Task statement
Whenever an image turns up, omit it and return the remaining data exactly.

Collected data entries

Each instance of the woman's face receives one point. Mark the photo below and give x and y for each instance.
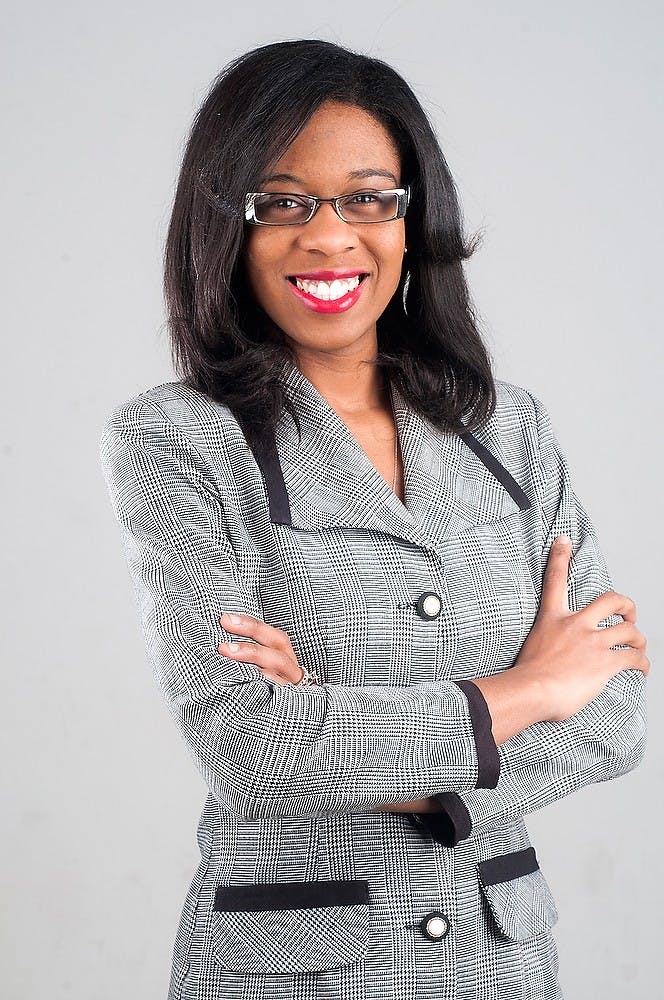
(342, 149)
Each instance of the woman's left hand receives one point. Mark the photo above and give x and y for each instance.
(271, 650)
(274, 656)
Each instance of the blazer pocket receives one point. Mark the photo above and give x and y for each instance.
(286, 927)
(518, 895)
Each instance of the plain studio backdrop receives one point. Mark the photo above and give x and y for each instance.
(550, 119)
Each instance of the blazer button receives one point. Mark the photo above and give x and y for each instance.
(428, 605)
(435, 925)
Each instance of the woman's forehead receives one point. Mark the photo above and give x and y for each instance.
(341, 139)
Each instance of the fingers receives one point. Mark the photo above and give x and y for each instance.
(624, 633)
(271, 651)
(266, 635)
(610, 603)
(554, 584)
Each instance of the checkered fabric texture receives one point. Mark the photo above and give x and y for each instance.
(295, 772)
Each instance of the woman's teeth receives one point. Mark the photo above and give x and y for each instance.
(328, 290)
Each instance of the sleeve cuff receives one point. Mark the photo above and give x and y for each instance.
(450, 825)
(488, 758)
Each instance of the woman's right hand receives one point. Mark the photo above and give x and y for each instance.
(566, 653)
(566, 658)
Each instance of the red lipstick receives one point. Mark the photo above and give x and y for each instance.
(328, 305)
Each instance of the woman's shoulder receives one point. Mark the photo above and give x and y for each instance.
(518, 427)
(175, 417)
(174, 403)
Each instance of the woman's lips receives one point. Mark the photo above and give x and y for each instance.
(342, 304)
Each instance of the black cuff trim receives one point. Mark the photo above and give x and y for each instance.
(450, 825)
(453, 823)
(508, 866)
(488, 759)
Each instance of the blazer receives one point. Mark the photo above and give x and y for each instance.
(303, 892)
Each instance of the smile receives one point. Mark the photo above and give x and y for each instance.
(333, 296)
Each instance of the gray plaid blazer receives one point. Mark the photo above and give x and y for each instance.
(302, 891)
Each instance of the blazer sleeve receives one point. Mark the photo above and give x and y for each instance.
(265, 749)
(605, 739)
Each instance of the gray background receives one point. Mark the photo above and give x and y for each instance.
(550, 117)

Response box
Each instance of the woman's face receives one point. Mark the photo below and give x and y for each instance.
(342, 149)
Each instance of the woman's left hand receives one point. Mark the photo above and give x and y for each instance.
(271, 650)
(274, 656)
Each instance of the blazer pocket receives one point. Mark the photo above and give x and y for each instance.
(286, 927)
(518, 895)
Each instance of the plain studio backdrop receives one point. Mark the photo above and give x and y for each instance.
(550, 119)
Each instance of the blazer button receives one point. Mark the photo above and give x and y for each instance.
(428, 605)
(435, 925)
Each instance of the woman's forehead receives one point. Mark the photo above and give x and y for each instance.
(341, 139)
Each instance of the fingers receives one point. Mark the photo above and give x and y for each instance.
(624, 633)
(271, 651)
(266, 635)
(610, 603)
(554, 584)
Each instance of the checkered fabric texture receives one point. Mark the photo above and give x and y for each instance.
(295, 772)
Each instance of the woman's teeth receives one point. Mark the photo above and give x and y for each instance.
(328, 290)
Each instance of the sleeve cuff receives one point. Mark the photo above and give x and y for each instance.
(450, 825)
(488, 758)
Each instance of the woman's right hand receives one point. Mark the photo above and give x and y for each instance.
(566, 653)
(566, 658)
Each instance of the red lipstick receives one point. Mark the photo above and give x and y for each instance.
(328, 305)
Each instance of the woman's shoulder receives one point. Mark the photo above and give x and y for each instance.
(518, 427)
(175, 417)
(174, 403)
Each instance of the woman's lips receives one point. Mark the photo above and give x and y for each instance.
(342, 304)
Each instance of the black cuff trim receives one point. Mark the photo above and give x and y for each instance.
(450, 825)
(453, 823)
(508, 866)
(488, 759)
Each instance of the blazer receives one point. Mark the photo above and give x and y for each instance.
(303, 892)
Each instance of the smile receives one point. Mark the photo above and give x and y for each instance.
(333, 296)
Each instance of the gray plaid blazer receives one point. Mark the photo above and give x and y for each instance.
(302, 891)
Each instance of the blazer sleeve receives one point. Mark the photo above and give x and y for each instance.
(265, 749)
(605, 739)
Each instance of the gray background receives one point. Mark the photo above and give x and y for each instance.
(550, 117)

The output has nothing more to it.